■ Directive
Render every line of the data below as a Markdown table with two columns, Row and Data line, numbering the rows and omitting blank lines.
..............................
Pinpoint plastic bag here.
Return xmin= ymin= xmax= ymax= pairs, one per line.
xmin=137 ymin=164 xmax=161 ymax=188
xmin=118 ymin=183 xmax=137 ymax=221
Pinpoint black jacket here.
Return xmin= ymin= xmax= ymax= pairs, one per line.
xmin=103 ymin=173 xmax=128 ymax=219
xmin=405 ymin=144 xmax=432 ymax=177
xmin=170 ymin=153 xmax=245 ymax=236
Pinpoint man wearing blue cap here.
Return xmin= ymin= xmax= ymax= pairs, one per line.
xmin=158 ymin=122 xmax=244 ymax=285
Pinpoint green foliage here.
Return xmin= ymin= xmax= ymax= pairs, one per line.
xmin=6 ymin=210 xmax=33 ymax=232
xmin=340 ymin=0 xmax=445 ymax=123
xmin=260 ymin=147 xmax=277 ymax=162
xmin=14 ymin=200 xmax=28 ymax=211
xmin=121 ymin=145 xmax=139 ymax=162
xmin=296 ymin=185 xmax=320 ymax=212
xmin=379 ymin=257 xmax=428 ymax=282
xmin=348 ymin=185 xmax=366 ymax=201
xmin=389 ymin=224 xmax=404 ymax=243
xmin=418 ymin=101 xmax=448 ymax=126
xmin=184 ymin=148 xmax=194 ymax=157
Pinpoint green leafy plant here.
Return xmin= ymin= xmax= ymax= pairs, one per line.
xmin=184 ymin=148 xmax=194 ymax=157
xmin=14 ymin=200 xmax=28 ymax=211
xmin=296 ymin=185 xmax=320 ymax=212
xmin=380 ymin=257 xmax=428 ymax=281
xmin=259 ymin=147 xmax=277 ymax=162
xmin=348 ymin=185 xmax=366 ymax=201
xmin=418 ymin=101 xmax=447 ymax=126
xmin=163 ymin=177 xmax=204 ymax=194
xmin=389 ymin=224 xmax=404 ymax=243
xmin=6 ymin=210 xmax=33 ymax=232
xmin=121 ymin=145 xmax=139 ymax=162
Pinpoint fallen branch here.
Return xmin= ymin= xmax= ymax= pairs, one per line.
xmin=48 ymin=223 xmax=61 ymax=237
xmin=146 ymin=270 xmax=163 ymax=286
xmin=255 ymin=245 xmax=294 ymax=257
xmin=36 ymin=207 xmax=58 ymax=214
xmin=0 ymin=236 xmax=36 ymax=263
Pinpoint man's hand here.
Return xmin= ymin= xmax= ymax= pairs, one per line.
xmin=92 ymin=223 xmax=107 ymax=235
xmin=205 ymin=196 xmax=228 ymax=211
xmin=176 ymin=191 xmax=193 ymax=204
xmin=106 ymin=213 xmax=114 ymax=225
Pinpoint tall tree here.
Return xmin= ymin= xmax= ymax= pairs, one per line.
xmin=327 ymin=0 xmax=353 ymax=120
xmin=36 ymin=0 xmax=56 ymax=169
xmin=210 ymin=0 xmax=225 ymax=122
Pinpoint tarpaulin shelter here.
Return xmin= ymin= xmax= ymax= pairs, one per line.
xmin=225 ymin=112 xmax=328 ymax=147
..............................
■ Reply to the exercise
| Row | Data line |
|---|---|
| 1 | Pinpoint plastic bag here. |
| 2 | Return xmin= ymin= xmax= ymax= pairs, one per line. |
| 3 | xmin=137 ymin=164 xmax=161 ymax=188 |
| 4 | xmin=118 ymin=183 xmax=137 ymax=221 |
| 5 | Pinpoint black jacket here. |
| 6 | Return xmin= ymin= xmax= ymax= pairs, one per line. |
| 7 | xmin=103 ymin=173 xmax=128 ymax=219 |
| 8 | xmin=405 ymin=144 xmax=432 ymax=177 |
| 9 | xmin=170 ymin=153 xmax=245 ymax=236 |
| 10 | Pinpoint man wearing blue cap here. |
| 11 | Return xmin= ymin= xmax= ymax= pairs, one per line. |
| 12 | xmin=158 ymin=122 xmax=244 ymax=285 |
| 13 | Pinpoint green foliage here. |
| 14 | Return xmin= ymin= xmax= ymax= pairs, one per line. |
| 15 | xmin=6 ymin=210 xmax=33 ymax=232 |
| 16 | xmin=340 ymin=0 xmax=445 ymax=123 |
| 17 | xmin=260 ymin=147 xmax=277 ymax=162 |
| 18 | xmin=14 ymin=200 xmax=28 ymax=211 |
| 19 | xmin=121 ymin=145 xmax=139 ymax=162 |
| 20 | xmin=296 ymin=185 xmax=320 ymax=212 |
| 21 | xmin=379 ymin=257 xmax=428 ymax=282 |
| 22 | xmin=348 ymin=185 xmax=366 ymax=201 |
| 23 | xmin=389 ymin=224 xmax=404 ymax=243 |
| 24 | xmin=418 ymin=101 xmax=448 ymax=126 |
| 25 | xmin=184 ymin=148 xmax=194 ymax=157 |
| 26 | Pinpoint green leafy plant here. |
| 27 | Return xmin= ymin= xmax= ymax= pairs, one per line. |
| 28 | xmin=184 ymin=148 xmax=194 ymax=157 |
| 29 | xmin=14 ymin=200 xmax=28 ymax=211 |
| 30 | xmin=296 ymin=185 xmax=320 ymax=212 |
| 31 | xmin=380 ymin=257 xmax=428 ymax=281 |
| 32 | xmin=259 ymin=147 xmax=277 ymax=162 |
| 33 | xmin=348 ymin=185 xmax=366 ymax=201 |
| 34 | xmin=418 ymin=101 xmax=447 ymax=126 |
| 35 | xmin=163 ymin=177 xmax=204 ymax=194 |
| 36 | xmin=389 ymin=224 xmax=404 ymax=243 |
| 37 | xmin=6 ymin=210 xmax=33 ymax=232 |
| 38 | xmin=121 ymin=145 xmax=139 ymax=162 |
| 39 | Pinpoint fallen branch here. |
| 40 | Return xmin= ymin= xmax= ymax= pairs, one per line. |
| 41 | xmin=48 ymin=223 xmax=61 ymax=237 |
| 42 | xmin=146 ymin=270 xmax=163 ymax=286 |
| 43 | xmin=255 ymin=245 xmax=294 ymax=257 |
| 44 | xmin=36 ymin=207 xmax=58 ymax=214 |
| 45 | xmin=0 ymin=236 xmax=36 ymax=263 |
| 46 | Pinpoint man's hand here. |
| 47 | Return xmin= ymin= xmax= ymax= pairs, one per line. |
| 48 | xmin=92 ymin=223 xmax=107 ymax=235 |
| 49 | xmin=205 ymin=196 xmax=228 ymax=211 |
| 50 | xmin=176 ymin=191 xmax=193 ymax=204 |
| 51 | xmin=106 ymin=213 xmax=114 ymax=225 |
| 52 | Pinpoint tall tree here. |
| 53 | Return xmin= ymin= xmax= ymax= pairs, one per line. |
| 54 | xmin=327 ymin=0 xmax=353 ymax=120 |
| 55 | xmin=36 ymin=0 xmax=56 ymax=169 |
| 56 | xmin=210 ymin=0 xmax=225 ymax=122 |
| 57 | Pinpoint tarpaulin shelter here. |
| 58 | Return xmin= ymin= xmax= ymax= pairs, one per line. |
| 59 | xmin=225 ymin=112 xmax=328 ymax=147 |